* Short task *
Give every line of the records below as a JSON list of strings, one string per line, with blank lines left out.

[Items stored from a collection]
========

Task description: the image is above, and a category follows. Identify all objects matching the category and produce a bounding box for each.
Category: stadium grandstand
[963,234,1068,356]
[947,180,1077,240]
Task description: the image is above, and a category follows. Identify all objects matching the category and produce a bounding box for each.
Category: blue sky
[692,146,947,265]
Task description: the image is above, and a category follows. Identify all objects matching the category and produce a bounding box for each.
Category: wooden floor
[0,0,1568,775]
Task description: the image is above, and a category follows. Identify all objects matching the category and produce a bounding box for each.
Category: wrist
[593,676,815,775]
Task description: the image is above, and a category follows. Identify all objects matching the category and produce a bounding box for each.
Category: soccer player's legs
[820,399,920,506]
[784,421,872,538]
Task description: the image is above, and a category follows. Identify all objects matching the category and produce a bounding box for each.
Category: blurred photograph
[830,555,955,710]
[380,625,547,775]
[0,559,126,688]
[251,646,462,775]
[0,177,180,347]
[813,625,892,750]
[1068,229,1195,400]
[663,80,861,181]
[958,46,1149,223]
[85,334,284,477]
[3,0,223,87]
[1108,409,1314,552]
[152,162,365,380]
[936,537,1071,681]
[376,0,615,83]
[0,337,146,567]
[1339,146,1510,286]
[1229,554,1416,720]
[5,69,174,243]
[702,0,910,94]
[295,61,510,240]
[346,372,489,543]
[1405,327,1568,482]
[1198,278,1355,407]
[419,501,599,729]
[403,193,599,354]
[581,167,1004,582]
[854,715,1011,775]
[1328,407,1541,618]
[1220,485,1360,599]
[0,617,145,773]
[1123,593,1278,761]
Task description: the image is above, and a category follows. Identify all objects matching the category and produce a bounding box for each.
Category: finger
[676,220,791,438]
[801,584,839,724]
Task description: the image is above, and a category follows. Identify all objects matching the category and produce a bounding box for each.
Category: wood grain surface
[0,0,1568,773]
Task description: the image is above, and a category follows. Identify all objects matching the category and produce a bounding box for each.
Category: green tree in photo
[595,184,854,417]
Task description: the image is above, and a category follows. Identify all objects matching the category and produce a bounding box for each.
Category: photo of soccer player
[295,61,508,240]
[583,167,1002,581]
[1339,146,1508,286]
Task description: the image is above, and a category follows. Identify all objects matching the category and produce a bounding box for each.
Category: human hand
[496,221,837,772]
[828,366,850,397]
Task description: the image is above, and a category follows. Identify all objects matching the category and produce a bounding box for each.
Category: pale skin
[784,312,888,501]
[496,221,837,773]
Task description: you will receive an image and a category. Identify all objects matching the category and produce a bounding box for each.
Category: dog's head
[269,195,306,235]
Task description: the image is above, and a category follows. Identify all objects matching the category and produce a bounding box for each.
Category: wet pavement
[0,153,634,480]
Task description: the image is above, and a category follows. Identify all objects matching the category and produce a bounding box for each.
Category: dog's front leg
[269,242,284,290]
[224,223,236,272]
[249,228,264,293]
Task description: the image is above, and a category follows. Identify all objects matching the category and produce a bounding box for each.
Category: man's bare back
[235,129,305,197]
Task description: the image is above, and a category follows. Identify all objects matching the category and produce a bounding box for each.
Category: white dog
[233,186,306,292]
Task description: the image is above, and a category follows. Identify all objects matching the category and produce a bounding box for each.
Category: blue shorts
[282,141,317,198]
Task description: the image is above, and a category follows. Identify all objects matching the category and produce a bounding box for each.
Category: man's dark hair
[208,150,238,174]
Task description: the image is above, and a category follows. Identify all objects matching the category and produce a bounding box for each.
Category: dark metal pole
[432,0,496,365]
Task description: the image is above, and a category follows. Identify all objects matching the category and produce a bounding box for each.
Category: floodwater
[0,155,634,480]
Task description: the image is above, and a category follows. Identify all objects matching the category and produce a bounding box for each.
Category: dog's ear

========

* Finished exercise *
[
  "Task description: the image is above, and a category follows. Identify all objects matching the category and produce a bounding box for each.",
  "Category: stadium grandstand",
  "[963,234,1068,356]",
  "[947,180,1077,240]",
  "Task description: the image is above, and a category follows. Identify all objects matching the category and produce a bounding box for each.",
  "Category: blue sky",
  "[692,146,947,265]",
  "Task description: the image is above, and a category follows. Identify all objects matching the category and produce a bounding box for each.",
  "Category: wooden floor",
  "[0,0,1568,775]",
  "Task description: the image is above, and a category follows. Identify all objects matching the category and produce a bounding box for each.",
  "Category: wrist",
  "[593,676,815,775]",
  "Task description: the image is above, and a category follows. Identify all objects matching the category and produce a bounding box for each.",
  "Category: soccer player's legs",
  "[820,399,920,506]",
  "[784,421,872,538]",
  "Task description: the image is above, and a category follows. Identify all objects matching the category and produce a bounding box for each.",
  "Category: blurred photograph",
  "[830,555,955,710]",
  "[380,625,547,775]",
  "[0,559,126,688]",
  "[251,646,462,775]",
  "[0,177,180,347]",
  "[813,625,892,750]",
  "[1068,229,1195,400]",
  "[663,80,861,181]",
  "[958,46,1149,223]",
  "[85,334,284,477]",
  "[3,0,223,87]",
  "[1108,409,1314,552]",
  "[152,162,365,380]",
  "[936,537,1071,681]",
  "[376,0,615,83]",
  "[0,337,146,567]",
  "[1339,146,1510,286]",
  "[1229,554,1416,720]",
  "[5,69,174,243]",
  "[702,0,910,94]",
  "[295,61,510,240]",
  "[346,372,489,543]",
  "[1405,327,1568,482]",
  "[1198,278,1355,407]",
  "[419,501,599,729]",
  "[403,193,599,354]",
  "[581,167,1004,582]",
  "[854,715,1011,775]",
  "[1328,407,1541,618]",
  "[1220,485,1360,599]",
  "[0,617,145,773]",
  "[1123,593,1278,761]",
  "Task description: the image is above, and a category follows. Identify all objects matching the category and produce a bounding box for each.",
  "Category: finger",
  "[676,220,791,438]",
  "[801,584,839,724]",
  "Task description: the image is above, and a category follows. Identify all objects matching the category and produce a bounding box for each.",
  "Category: wood grain surface",
  "[0,0,1568,773]",
  "Task description: the image is above, and a category follows. Identify all objects matching the category and produce a bounding box for each.",
  "Category: green tree in photo",
  "[595,184,854,417]",
  "Task description: the image is above, and a category follows. Identify all objects matching the category and produce a bounding box for each.",
  "Category: photo of soccer player",
  "[295,61,508,240]",
  "[583,167,1002,581]",
  "[1339,146,1508,286]",
  "Task description: the image is above, and a category follows. Identify all objects matching the category and produce a bounding box for each.",
  "Category: human hand",
  "[496,221,837,772]",
  "[828,366,850,397]",
  "Task description: the image is above, and a category follows. Identify all objects matching the category and produce a bounding box for each.",
  "Category: pale skin",
  "[784,312,888,501]",
  "[496,221,837,773]",
  "Task description: you will receive an image and a category. Identify all objects matching the category and produce a bounding box for each.",
  "Category: dog's head",
  "[269,195,306,235]",
  "Task description: the image is above, and a category follows. Identify all objects matching the category and produce a bounding box for each.",
  "Category: wet pavement",
  "[0,153,634,480]",
  "Task description: the image is above, and a category follows. Identify all objects matching the category and produce a bounding box for each.",
  "Category: dog's front leg",
  "[269,242,284,290]",
  "[224,223,236,272]",
  "[249,228,264,293]",
  "Task description: the image is above, and a category follows. Identify all objects matching the category and produce a bounding box for each.",
  "Category: man's bare back",
  "[235,129,305,197]",
  "Task description: the image is above, and a category follows. Identify all objects matching the category and produce a bounding box for each.",
  "Category: white dog",
  "[233,186,306,292]",
  "Task description: the image is above, and a category follows. Identify all objects matching the category and produce a bounding box for each.",
  "Category: blue shorts",
  "[282,141,317,198]",
  "Task description: the image is above, and a category follows. Identify all objects matching the category and produce a bounding box for each.",
  "Category: man's dark hair",
  "[208,150,238,174]",
  "Task description: the image is above, and a category follows. Identify all objects matching the category and produce a bounding box for each.",
  "Category: dark metal pole",
  "[432,0,496,365]",
  "Task description: the image is above, and a category follows. Identify all objects matching the category and produce a bounding box for each.",
  "Category: floodwater",
  "[0,155,634,480]",
  "Task description: the image is above, and a category follows. Identify all objects matching the category and produce a bounding box for each.",
  "Category: dog's ear"
]